◆ **Brief**: According to the article on cetacean brains, which department and school carried out the new study?

◆ **Text under study**:
----

Scientists have long considered cetaceans, marine mammals including whales and dolphins, as highly intelligent creatures, with complex social behaviors, being surpassed only by humans and apes.

In a new study, scientists at the Department of Neuroscience at Mount Sinai School of Medicine in New York, NY, made a comparison between the brains of several cetacean species and found in the brain of some a certain type of neurons that is also found in apes and humans, revealing a convergent evolution caused maybe by the development of complex behaviors.

Cetacean biology is well investigated in many species but their brains are less studied, in order to correlate their anatomy to the extensive behavioral and social abilities.

Brain to body mass ratio, a rough measure of intelligence, is lower for the giant toothless whales compared to dolphins, but the structure and large brain size of baleen whales point to a complex and elaborate behavior.

Besides, this ratio measurement cannot be extended to large mammals, as, of course, neuronal tissue can not correlate to tons or tens of tons of body mass.

The researchers examined the brain of adult cetaceans from two baleen whale species (humpback whale_ Megaptera novaehollandiae and finback whale_ Baleanoptera physalus) and from several toothed whales: three bottlenose dolphins (Lagenorhynchus species), Amazon river dolphin (Inia geoffrensis), sperm whale (Physeter macrocephalus), beluga whale (Delphinapterus leucas), killer whale (Orcinus orca) and several other cetacean species.

The humpback cerebral cortex, linked to active thinking in any mammal, was similarly complex to dolphins.

All cetaceans present a hugely enlarged area in the cortex linked to acoustic abilities, as these mammals use sound (but especially ultrasounds) to explore their environment and the new study encountered a complex organization in core and belt regions.

Instead, there was a substantial difference between the cortex neuronal structure in baleen whales and toothed whales. The way these differences go to distinct brain function and behavior are still not known.

----

◆ **Material shown**:

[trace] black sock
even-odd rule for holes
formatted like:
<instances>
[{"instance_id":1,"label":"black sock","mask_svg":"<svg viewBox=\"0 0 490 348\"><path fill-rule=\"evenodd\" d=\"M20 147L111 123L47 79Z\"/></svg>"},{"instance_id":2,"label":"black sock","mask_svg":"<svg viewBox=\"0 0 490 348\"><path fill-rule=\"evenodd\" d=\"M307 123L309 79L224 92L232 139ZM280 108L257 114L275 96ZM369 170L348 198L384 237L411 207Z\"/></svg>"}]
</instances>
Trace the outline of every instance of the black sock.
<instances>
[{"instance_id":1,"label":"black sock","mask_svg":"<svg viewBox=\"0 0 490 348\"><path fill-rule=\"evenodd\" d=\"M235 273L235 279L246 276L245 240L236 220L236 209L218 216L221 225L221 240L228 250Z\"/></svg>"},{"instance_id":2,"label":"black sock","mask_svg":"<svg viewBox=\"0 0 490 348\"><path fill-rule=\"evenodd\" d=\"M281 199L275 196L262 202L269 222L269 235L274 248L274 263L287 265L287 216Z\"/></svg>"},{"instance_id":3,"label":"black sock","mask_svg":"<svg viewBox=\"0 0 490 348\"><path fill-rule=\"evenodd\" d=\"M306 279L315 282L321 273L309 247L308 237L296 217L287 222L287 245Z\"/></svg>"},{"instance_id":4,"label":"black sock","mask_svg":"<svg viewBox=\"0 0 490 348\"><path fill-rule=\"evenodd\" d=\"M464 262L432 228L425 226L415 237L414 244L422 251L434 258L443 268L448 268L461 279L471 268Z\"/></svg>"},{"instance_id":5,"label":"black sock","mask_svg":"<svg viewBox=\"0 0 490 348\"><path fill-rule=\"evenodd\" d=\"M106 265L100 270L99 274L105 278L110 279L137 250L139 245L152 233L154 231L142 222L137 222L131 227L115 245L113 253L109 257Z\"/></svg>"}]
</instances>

----

◆ **Response**: The Department of Neuroscience at Mount Sinai School of Medicine in New York, NY.